• [Provided data]
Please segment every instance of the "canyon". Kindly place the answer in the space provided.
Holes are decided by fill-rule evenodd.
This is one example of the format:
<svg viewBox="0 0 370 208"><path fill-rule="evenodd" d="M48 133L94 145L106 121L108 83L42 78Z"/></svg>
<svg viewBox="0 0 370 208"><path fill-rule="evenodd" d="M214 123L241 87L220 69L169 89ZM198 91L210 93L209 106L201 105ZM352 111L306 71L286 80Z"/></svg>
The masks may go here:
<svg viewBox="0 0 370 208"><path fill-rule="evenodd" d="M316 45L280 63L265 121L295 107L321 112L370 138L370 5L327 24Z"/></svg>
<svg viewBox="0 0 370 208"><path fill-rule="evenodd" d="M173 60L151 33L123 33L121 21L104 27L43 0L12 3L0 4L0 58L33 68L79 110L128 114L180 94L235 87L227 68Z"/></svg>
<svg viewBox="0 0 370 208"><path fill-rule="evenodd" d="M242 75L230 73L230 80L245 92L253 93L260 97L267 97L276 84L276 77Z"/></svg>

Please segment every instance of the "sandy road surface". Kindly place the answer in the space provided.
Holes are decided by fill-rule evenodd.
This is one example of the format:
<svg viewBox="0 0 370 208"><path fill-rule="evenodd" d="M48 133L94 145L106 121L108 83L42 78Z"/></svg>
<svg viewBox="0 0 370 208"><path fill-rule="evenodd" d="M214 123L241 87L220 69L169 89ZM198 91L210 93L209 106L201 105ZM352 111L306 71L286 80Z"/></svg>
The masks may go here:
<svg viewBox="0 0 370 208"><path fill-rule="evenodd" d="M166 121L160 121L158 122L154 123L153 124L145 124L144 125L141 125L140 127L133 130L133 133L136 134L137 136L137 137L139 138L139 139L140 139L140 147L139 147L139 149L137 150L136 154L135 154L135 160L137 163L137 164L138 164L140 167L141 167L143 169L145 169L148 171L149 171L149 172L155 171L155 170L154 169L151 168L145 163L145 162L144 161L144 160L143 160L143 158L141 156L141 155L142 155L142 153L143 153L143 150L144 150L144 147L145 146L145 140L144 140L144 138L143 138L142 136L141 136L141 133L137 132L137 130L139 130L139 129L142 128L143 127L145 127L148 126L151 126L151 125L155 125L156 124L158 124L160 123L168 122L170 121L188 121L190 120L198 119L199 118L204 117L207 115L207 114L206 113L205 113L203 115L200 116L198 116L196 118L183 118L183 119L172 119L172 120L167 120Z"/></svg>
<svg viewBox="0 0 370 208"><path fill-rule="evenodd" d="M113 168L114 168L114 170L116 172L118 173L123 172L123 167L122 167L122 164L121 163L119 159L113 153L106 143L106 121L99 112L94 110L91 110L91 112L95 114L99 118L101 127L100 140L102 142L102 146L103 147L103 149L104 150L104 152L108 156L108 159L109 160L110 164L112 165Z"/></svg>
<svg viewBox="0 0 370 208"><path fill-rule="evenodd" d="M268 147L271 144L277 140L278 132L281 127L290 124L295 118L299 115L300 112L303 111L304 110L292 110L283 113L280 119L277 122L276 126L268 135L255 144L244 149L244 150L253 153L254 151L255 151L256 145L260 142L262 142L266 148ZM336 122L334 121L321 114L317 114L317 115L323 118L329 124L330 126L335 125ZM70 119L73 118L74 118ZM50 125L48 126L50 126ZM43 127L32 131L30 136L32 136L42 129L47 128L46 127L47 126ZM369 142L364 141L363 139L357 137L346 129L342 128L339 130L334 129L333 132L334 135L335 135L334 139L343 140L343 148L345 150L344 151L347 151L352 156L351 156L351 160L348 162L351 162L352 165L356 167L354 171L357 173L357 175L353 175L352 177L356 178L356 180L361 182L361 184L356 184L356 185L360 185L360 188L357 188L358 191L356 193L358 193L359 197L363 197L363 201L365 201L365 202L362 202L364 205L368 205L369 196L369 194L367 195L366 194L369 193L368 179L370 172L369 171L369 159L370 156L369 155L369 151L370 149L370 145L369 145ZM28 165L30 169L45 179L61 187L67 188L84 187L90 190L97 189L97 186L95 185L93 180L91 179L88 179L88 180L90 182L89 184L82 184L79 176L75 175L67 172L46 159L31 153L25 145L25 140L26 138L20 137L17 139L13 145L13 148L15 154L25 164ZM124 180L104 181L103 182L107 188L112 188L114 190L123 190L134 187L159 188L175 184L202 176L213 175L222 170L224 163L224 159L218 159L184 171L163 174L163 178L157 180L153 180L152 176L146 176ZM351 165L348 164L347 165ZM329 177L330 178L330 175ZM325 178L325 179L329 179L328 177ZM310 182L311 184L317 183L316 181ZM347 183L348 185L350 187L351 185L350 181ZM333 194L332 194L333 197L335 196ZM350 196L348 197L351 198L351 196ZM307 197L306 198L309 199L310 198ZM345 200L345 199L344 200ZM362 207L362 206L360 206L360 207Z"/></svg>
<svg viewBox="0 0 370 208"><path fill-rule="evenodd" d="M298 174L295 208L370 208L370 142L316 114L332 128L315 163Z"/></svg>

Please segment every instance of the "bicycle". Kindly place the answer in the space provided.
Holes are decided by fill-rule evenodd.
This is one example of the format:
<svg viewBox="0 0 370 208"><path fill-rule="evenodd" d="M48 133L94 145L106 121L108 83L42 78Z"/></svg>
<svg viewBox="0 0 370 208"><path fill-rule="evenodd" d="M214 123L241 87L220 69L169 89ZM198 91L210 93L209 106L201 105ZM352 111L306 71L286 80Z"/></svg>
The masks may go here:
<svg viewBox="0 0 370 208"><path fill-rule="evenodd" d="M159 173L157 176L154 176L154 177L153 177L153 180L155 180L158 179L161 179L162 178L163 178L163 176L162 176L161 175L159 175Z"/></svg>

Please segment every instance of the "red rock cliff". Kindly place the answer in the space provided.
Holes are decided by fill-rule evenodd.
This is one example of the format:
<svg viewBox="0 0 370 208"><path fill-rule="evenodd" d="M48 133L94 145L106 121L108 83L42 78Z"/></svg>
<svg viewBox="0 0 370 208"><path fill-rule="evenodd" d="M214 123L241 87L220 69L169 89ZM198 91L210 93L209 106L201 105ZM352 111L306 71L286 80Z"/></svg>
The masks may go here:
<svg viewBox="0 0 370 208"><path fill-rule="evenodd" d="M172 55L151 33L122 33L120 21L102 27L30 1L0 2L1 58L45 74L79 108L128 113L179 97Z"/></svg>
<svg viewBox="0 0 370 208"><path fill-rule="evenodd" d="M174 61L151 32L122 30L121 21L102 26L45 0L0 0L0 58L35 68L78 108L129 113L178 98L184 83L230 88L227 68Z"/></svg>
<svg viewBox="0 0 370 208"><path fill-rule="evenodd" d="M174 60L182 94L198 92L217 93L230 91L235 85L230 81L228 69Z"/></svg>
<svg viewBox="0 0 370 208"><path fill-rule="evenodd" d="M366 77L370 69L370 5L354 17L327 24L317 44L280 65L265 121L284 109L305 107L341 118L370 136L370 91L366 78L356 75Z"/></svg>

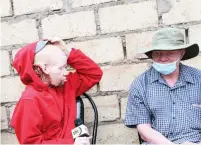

• [Problem requirements] Extract everything from the start of the records down to and including the line that contains "45L280 63L265 121L295", and reproduce those lines verbatim.

• [Response to this task]
Please segment every instance of the "canyon". Kindly place the answer in the space provided.
Holes are decided by fill-rule evenodd.
This is one example of the format:
<svg viewBox="0 0 370 208"><path fill-rule="evenodd" d="M48 133L94 145L106 121L108 83L42 78Z"/></svg>
<svg viewBox="0 0 370 208"><path fill-rule="evenodd" d="M214 123L241 87L220 69L169 89ZM198 91L210 93L209 106L201 105ZM352 111L306 71L286 80Z"/></svg>
The masks may go here:
<svg viewBox="0 0 370 208"><path fill-rule="evenodd" d="M316 45L280 63L265 121L295 107L321 112L370 138L370 5L327 24Z"/></svg>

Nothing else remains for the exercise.